■ EXCERPT TO READ:
Brian Wise covers the classical music business for WQXR, including aspects of performance, technology, philanthropy and institutional trends. He produces the Café Concerts series and the podcast/show Conducting Business. He manages the station's homepage and makes sure what you hear on air is what you see online. Follow him on Twitter at @Briancwise.
Mozart May Improve Detection During Colonoscopies
Tuesday, November 01, 2011 - 12:00 AM
If you're headed for colon surgery, take your iPod.
Doctors who listen to Mozart while performing colonoscopy may increase their detection rates of precancerous polyps, a small study has found.
The study included only two doctors, but for one, listening to Mozart more than tripled the polyp detection rate from 21.25 percent to 66.7 percent, researchers from the University of Texas Health Science Center at Houston reported today at the American College of Gastroenterology’s annual meeting.
Adenomas are a type of colon polyp that is considered a precursor for invasive colorectal cancer (CRC), the third most common cancer diagnosed in men and women in the United States.
"Anything we can do get those rates up has the potential to save lives,” said Dr. Catherine Noelle O'Shea, of the University of Texas Health Science Center at Houston. “While this is a small study, the results highlight how thinking outside the box--in this case using Mozart--to improve adenoma detection rates can potentially prove valuable to physicians and patients."
The polyp detection rate for the other doctor studies rose from 27.16 percent to 36.7 percent.
The study’s authors said that the results add credence to the “Mozart effect,” the longstanding – yet controversial – belief that Mozart can provide a significant short-term enhancement of mental tasks known as “spatial-temporal reasoning.” Some experts attribute the performance boost to a more positive mood or increased alertness.

■ EXTRACTED INFORMATION:

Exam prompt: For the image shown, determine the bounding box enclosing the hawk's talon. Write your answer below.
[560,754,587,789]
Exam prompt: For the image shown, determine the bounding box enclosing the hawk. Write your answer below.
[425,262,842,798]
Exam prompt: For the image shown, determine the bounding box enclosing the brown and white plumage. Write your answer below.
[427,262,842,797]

■ ACTIONS TO TAKE:
• 1. Answer these three questions about the article on Mozart and colonoscopy:
(a) Which institution were the researchers from?
(b) For the second doctor, what did the polyp detection rate rise from and to?
(c) At what event were the findings reported?
• 2. What percentages appear in the article on Mozart and colonoscopy? List every one.
• 3. Can you pick up the article on Mozart and colonoscopy after its last sentence and continue writing it?
None of the items are needed here.

■ EXPECTED OUTPUTS:
• 1.
(a) The University of Texas Health Science Center at Houston
(b) From 27.16 percent to 36.7 percent
(c) The American College of Gastroenterology's annual meeting

• 2.
21.25 percent
66.7 percent
27.16 percent
36.7 percent

• 3.
The study, which took place between October 2010 and April 2011, involved 161 colonoscopies, and the results were reviewed for all polyps removed during these screening colonoscopies.
This is the latest in a growing body of studies on the use of music in surgery situations. Researchers at San Francisco General Hospital recently published a study that found patients on mechanical ventilation required lower doses of sedatives when they listened to classical music, according to an Anesthesiology News report.
For many years doctors have openly used background music to help them remain relaxed and focused during surgical procedures. In one 2006 survey of 171 doctors and nurses, 63 percent regularly listened to music in the operating room with 58 percent selecting classical music.
On the other hand, one well-respected trial exposing junior surgeons to music while learning minimally invasive surgery techniques concluded that music had a distracting effect on novice surgeons and should be prohibited.